Verantwortlich für die Veränderungen sind verschiedene Effekte:

  • Änderung der Lufttemperatur (und damit der Dichte der Luft)
  • Änderung der Traggastemperatur (z.B. durch Aufheizung der Hülle durch die Sonne)
  • Verbrauch von Kraftstoff
  • Aufnahme von zusätzlichem Ballast (z.B. Niederschlag auf der Hülle)
  • Abgabe von Ballast (z.B. während eines Flugmanövers oder Abwurf von Lasten)

Luftschiffe können diese Auftriebsänderungen auf verschiedene Arten ausgleichen.

  • Nutzung des dynamischen Auf- bzw. Abtriebs
  • Auftriebserhöhung durch Ballastabgabe. Dies geschieht meist durch Ablassen von speziell dafür mitgeführtem Ballastwasser. Bei Ballons werden häufig Sandsäcke abgeworfen
  • Auftriebsverringerung durch Ablassen von Traggas oder Aufnehmen von zusätzlichem Ballast.
  • Durch Veränderung der Dichte des Traggases (Erwärmen=Auftriebsteigerung, Abkühlen=Auftriebsverringerung)

Auftrieb durch Kraftstoffverbrauch

Vor allem bei den historischen Großluftschiffen (besonders bei Zeppelinen) wurde der Problematik des zunehmenden Auftriebs durch Verbrauchen des Kraftstoffes einige Aufmerksamkeit geschenkt. Bei einer Fahrt von Frankfurt am Main nach Lakehurst, USA mit einem Luftschiff in der Größe der Hindenburg wurden etwa 54 t Dieselöl verbraucht. Dies entspricht dem Auftrieb, den 48.000 Kubikmeter Wasserstoff erzeugen. Vergleicht man diesen Wert mit dem Gesamttraggasvolumen von fast 200.000 m³, so erkennt man, dass dies fast ein Viertel des Gesamtvolumens ausmacht. Diese Menge müsste dann am Zielflughafen durch neues Traggas ersetzt werden.
※
Wie viel Dieselöl wurde laut dem Text über Luftschiffe bei einer Fahrt von Frankfurt am Main nach Lakehurst mit einem Luftschiff in der Größe der Hindenburg verbraucht?

● **BEREITGESTELLTES MATERIAL**
※
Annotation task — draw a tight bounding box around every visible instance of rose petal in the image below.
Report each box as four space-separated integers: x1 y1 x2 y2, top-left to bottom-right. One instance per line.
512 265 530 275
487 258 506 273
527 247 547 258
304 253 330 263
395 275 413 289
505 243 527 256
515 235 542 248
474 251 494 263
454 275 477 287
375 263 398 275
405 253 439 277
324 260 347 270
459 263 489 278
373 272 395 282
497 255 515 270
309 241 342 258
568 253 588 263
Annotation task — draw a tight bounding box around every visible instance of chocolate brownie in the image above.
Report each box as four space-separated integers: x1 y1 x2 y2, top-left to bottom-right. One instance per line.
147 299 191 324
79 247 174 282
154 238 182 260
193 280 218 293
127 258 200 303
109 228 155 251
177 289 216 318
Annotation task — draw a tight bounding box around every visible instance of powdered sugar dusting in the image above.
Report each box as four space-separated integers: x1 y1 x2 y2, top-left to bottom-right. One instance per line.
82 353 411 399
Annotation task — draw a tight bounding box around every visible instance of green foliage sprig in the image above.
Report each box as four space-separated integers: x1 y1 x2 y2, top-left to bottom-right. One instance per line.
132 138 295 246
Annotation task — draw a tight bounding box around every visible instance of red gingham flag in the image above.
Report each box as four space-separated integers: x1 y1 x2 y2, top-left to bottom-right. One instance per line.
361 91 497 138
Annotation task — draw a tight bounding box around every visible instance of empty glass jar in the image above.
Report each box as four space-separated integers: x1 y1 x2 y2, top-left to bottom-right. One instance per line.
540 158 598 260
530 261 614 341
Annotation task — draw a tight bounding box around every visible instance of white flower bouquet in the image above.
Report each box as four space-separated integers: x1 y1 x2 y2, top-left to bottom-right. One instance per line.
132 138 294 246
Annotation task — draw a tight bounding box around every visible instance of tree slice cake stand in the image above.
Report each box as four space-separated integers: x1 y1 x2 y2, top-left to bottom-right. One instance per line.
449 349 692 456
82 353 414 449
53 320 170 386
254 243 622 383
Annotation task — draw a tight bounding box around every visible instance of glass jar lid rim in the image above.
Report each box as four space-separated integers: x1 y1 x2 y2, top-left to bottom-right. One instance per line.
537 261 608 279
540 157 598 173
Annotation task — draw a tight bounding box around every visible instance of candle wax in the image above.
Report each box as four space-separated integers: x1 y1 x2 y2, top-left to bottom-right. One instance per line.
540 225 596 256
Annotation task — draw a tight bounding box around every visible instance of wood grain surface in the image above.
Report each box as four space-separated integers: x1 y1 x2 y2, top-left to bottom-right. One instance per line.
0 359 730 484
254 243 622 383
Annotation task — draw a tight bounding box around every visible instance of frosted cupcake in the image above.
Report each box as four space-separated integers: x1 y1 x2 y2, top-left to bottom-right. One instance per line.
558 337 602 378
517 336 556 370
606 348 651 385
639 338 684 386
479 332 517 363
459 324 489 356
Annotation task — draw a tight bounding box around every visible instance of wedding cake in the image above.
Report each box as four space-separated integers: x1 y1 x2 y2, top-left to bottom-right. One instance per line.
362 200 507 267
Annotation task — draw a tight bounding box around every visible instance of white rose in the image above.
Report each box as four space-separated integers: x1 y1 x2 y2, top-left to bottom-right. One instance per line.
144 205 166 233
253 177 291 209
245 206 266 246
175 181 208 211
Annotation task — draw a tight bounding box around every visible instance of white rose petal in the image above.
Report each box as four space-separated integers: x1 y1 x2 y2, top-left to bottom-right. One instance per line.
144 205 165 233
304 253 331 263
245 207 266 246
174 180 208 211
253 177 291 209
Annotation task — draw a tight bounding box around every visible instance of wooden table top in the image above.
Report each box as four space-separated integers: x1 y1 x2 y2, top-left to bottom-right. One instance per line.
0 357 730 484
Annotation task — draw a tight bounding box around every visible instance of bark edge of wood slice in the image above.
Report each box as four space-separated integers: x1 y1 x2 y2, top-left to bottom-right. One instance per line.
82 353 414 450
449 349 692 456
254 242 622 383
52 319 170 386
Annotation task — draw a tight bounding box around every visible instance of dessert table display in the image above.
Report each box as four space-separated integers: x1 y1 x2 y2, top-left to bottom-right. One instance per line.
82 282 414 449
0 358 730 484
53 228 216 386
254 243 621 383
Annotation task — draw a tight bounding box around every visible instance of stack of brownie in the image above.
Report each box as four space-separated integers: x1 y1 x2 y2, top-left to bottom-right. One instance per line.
※
● **GELÖSTE AUFGABE**
Etwa 54 t Dieselöl.